Dataset entries
——
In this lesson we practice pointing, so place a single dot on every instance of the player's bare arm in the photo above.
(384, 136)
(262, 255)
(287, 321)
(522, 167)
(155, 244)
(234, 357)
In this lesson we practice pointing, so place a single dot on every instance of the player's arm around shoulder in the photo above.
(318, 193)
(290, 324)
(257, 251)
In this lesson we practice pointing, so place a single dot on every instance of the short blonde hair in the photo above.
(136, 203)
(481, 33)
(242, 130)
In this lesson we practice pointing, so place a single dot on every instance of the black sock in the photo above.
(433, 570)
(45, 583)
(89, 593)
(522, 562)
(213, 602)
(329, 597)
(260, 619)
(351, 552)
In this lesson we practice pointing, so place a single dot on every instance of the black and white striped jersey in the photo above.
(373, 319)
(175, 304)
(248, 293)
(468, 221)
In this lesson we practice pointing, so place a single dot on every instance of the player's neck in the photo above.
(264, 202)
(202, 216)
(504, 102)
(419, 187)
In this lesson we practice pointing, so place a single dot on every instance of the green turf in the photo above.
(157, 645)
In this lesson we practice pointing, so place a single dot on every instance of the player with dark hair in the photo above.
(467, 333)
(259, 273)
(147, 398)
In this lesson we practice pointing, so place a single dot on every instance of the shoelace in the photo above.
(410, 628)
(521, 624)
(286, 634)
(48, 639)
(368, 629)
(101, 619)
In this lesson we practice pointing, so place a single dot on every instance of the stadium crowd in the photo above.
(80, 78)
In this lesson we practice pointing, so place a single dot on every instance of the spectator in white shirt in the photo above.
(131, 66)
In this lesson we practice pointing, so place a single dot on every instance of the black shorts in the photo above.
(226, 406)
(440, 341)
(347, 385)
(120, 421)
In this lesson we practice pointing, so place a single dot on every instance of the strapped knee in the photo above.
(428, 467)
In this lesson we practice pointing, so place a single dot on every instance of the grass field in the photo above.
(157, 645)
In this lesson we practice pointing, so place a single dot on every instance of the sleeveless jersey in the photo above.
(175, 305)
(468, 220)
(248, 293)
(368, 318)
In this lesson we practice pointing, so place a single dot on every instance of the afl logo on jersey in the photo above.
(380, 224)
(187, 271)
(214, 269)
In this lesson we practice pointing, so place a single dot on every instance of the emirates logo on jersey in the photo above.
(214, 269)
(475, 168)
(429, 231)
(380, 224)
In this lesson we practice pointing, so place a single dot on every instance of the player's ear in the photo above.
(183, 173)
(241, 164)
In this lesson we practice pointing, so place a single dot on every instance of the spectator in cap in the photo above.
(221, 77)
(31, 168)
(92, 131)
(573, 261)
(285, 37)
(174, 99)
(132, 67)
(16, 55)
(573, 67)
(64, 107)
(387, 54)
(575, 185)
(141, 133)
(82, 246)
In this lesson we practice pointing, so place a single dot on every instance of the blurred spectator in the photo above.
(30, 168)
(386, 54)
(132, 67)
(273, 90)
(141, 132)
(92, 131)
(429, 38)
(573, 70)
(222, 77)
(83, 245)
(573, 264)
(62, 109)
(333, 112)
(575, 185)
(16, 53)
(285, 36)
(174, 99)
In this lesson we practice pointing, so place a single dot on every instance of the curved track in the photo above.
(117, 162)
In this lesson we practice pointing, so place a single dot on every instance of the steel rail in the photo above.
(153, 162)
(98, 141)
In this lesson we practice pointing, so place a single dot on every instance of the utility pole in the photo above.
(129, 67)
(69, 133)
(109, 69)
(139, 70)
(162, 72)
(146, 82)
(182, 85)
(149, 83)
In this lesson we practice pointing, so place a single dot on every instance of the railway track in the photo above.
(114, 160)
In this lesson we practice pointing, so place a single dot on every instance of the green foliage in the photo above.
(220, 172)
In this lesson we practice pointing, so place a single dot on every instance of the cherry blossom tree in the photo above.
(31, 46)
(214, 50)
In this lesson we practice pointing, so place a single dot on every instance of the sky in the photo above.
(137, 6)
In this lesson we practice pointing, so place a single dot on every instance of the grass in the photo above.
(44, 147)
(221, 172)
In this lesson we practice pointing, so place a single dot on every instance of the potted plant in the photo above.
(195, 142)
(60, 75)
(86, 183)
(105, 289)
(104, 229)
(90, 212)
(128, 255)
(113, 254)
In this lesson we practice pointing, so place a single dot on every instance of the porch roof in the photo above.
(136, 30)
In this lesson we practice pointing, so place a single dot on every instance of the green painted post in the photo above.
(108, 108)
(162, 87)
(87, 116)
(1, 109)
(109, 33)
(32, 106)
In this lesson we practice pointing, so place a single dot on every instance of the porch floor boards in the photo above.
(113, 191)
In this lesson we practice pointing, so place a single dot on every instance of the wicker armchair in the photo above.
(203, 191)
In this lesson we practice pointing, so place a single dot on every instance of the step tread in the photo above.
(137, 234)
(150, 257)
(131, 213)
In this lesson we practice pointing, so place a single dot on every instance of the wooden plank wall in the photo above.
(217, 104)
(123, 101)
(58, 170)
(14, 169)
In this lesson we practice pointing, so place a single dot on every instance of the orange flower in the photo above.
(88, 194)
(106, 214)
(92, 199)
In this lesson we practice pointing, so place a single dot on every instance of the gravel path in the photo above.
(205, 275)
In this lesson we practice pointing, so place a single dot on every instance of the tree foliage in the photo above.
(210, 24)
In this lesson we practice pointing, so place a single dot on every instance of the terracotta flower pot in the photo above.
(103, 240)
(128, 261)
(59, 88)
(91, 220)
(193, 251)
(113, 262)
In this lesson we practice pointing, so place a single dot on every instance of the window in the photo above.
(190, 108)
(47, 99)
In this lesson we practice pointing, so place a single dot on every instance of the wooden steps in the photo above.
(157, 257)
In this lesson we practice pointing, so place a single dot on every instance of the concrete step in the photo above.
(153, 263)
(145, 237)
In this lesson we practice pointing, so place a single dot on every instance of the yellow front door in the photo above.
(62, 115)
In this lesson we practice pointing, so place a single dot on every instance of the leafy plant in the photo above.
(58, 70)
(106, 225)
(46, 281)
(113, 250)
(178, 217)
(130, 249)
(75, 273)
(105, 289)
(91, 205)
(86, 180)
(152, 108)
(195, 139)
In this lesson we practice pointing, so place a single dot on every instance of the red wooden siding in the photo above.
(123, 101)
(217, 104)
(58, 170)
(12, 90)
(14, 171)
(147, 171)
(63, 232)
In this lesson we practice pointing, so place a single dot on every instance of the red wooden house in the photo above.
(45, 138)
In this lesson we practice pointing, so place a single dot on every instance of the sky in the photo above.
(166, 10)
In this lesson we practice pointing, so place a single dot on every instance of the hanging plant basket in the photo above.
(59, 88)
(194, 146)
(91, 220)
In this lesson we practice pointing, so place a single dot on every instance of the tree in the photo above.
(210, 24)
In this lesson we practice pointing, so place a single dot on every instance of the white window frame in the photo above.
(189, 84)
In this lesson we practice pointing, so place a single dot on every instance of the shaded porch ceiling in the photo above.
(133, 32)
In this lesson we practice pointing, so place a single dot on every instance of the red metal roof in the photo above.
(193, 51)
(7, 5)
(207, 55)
——
Print every record exactly, so that each word matches what is written above.

ANSWER TO THE EXERCISE -
In this lesson we practice pointing, so place a single dot on every instance of the player's bare arm in the photo above.
(384, 136)
(262, 255)
(287, 321)
(522, 167)
(155, 244)
(234, 357)
In this lesson we practice pointing, so place a single dot on every instance of the player's arm around shoulder in the photo above.
(318, 193)
(290, 324)
(257, 251)
In this lesson we practice pointing, so place a single dot on every instance of the short blonde hair in the photo above.
(136, 203)
(481, 33)
(242, 130)
In this lesson we practice pointing, so place a single dot on every instance of the black sock in the photo above.
(433, 570)
(45, 583)
(89, 593)
(522, 562)
(213, 602)
(329, 597)
(260, 619)
(351, 552)
In this lesson we practice pointing, so place a single dot on every instance of the black and white striped jersey in the photo above.
(373, 319)
(175, 304)
(248, 293)
(468, 221)
In this lesson we practice pointing, so place a single dot on every instance of the player's neck in the photo above.
(264, 202)
(202, 216)
(504, 102)
(419, 187)
In this lesson we practice pointing, so place a single dot on every instance of the green turf in the photo above.
(157, 645)
In this lesson we practice pointing, so place a single dot on every instance of the player with dark hair in the photo above.
(467, 333)
(259, 273)
(147, 398)
In this lesson we practice pointing, so place a single dot on every instance of the shoelace in the photo above.
(410, 628)
(521, 624)
(286, 634)
(48, 639)
(368, 629)
(101, 619)
In this lesson we practice pointing, so place a single dot on every instance of the stadium crowd in the photo above.
(80, 78)
In this lesson we practice pointing, so place a single dot on every instance of the spectator in white shirt in the photo above.
(131, 66)
In this lesson we practice pointing, so place a single dot on every instance of the black shorts in the photo above.
(226, 406)
(440, 341)
(347, 385)
(120, 421)
In this lesson we practice pointing, so place a single dot on every instance of the strapped knee in the photo above.
(428, 467)
In this lesson we practice pointing, so place a single dot on every instance of the grass field in the photo above.
(157, 645)
In this lesson we practice pointing, so place a single dot on every instance of the sleeveless jersey in the photo above.
(175, 305)
(468, 220)
(248, 293)
(368, 318)
In this lesson we practice pointing, so place a single dot on every instance of the afl logo on jersey in the photo above.
(380, 224)
(187, 271)
(214, 269)
In this lesson we practice pointing, so place a single dot on every instance of the emirates logo on jersey in the photo above.
(214, 269)
(475, 168)
(429, 231)
(380, 224)
In this lesson we practice pointing, so place a single dot on every instance of the player's ear in the photo above.
(183, 173)
(241, 164)
In this lesson we practice pointing, so place a single dot on every instance of the spectator in cap in the photo above.
(221, 77)
(31, 168)
(92, 131)
(573, 261)
(285, 37)
(174, 99)
(132, 67)
(16, 55)
(573, 67)
(64, 107)
(387, 54)
(575, 185)
(141, 133)
(82, 246)
In this lesson we practice pointing, so place a single dot on every instance of the blurred spectator in the photo above.
(30, 168)
(386, 54)
(132, 67)
(273, 90)
(141, 132)
(92, 131)
(429, 38)
(573, 70)
(222, 77)
(83, 245)
(573, 264)
(62, 109)
(333, 112)
(575, 185)
(16, 53)
(285, 36)
(174, 99)
In this lesson we practice pointing, so place a single dot on every instance of the curved track in the photo above.
(117, 162)
In this lesson we practice pointing, so place a single dot on every instance of the steel rail in the photo above.
(153, 162)
(98, 141)
In this lesson we practice pointing, so place a single dot on every instance of the utility pole in the photo above.
(129, 67)
(69, 133)
(109, 69)
(139, 70)
(162, 72)
(146, 82)
(182, 85)
(149, 83)
In this lesson we practice pointing, so place a single dot on every instance of the railway track in the photo above.
(114, 160)
In this lesson we practice pointing, so place a single dot on every instance of the green foliage in the photo above.
(220, 172)
In this lesson we practice pointing, so place a single dot on every instance of the cherry blossom tree in the photo above.
(31, 46)
(214, 50)
In this lesson we practice pointing, so place a single dot on every instance of the sky in the photo above.
(137, 6)
In this lesson we practice pointing, so place a single dot on every instance of the grass in the photo above.
(44, 147)
(221, 172)
In this lesson we practice pointing, so place a single dot on every instance of the potted plant in the photo above.
(195, 142)
(60, 75)
(86, 183)
(105, 289)
(104, 229)
(90, 212)
(128, 255)
(113, 254)
In this lesson we practice pointing, so place a single dot on every instance of the porch roof in the photo above.
(136, 30)
In this lesson we practice pointing, so place a single dot on every instance of the green painted post in the photo above.
(108, 108)
(162, 87)
(87, 116)
(1, 109)
(109, 33)
(32, 106)
In this lesson we practice pointing, so place a single dot on every instance of the porch floor boards in the photo above.
(113, 191)
In this lesson we practice pointing, so place a single dot on every instance of the wicker armchair in the photo above.
(203, 191)
In this lesson we practice pointing, so place a single dot on every instance of the step tread in the photo above.
(137, 234)
(150, 257)
(131, 213)
In this lesson we practice pointing, so place a single dot on every instance of the wooden plank wall in the photo above.
(217, 104)
(123, 101)
(58, 170)
(14, 169)
In this lesson we practice pointing, so place a single dot on every instance of the orange flower in the photo above.
(88, 194)
(106, 214)
(92, 199)
In this lesson we practice pointing, so place a single dot on every instance of the gravel path in the photo above.
(205, 275)
In this lesson we practice pointing, so place a single dot on every instance of the tree foliage in the photo above.
(210, 24)
In this lesson we practice pointing, so place a single dot on every instance of the terracotta flower pot in the photo above.
(103, 240)
(128, 261)
(59, 88)
(91, 220)
(193, 251)
(113, 262)
In this lesson we practice pointing, so place a single dot on every instance of the window in the photo above.
(190, 108)
(47, 99)
In this lesson we practice pointing, so place a single dot on every instance of the wooden steps in the photo above.
(157, 257)
In this lesson we practice pointing, so place a single dot on every instance of the concrete step in the photo above.
(153, 263)
(145, 237)
In this lesson we practice pointing, so place a single dot on every instance of the yellow front door in the photo above.
(62, 115)
In this lesson we practice pointing, so place a single dot on every instance of the leafy plant in the photo above.
(58, 70)
(106, 225)
(46, 281)
(113, 250)
(178, 217)
(130, 249)
(75, 273)
(105, 289)
(91, 205)
(86, 180)
(152, 108)
(195, 139)
In this lesson we practice pointing, so place a single dot on every instance of the red wooden siding in the photo above.
(123, 101)
(217, 104)
(58, 170)
(12, 90)
(14, 171)
(147, 171)
(63, 232)
In this lesson we practice pointing, so place a single dot on every instance of the red wooden house in the photo above.
(45, 138)
In this lesson we practice pointing, so place a single dot on every instance of the sky in the photo above.
(166, 10)
In this lesson we practice pointing, so place a single dot on every instance of the hanging plant basket in the photo above.
(59, 88)
(194, 146)
(91, 220)
In this lesson we practice pointing, so place a single dot on every instance of the tree in the photo above.
(210, 24)
In this lesson we practice pointing, so place a single dot on every instance of the white window frame in the photo above.
(189, 84)
In this lesson we practice pointing, so place a single dot on every instance of the shaded porch ceiling in the photo above.
(133, 32)
In this lesson we practice pointing, so place a single dot on every instance of the red metal roof in the photo above.
(193, 51)
(7, 5)
(207, 55)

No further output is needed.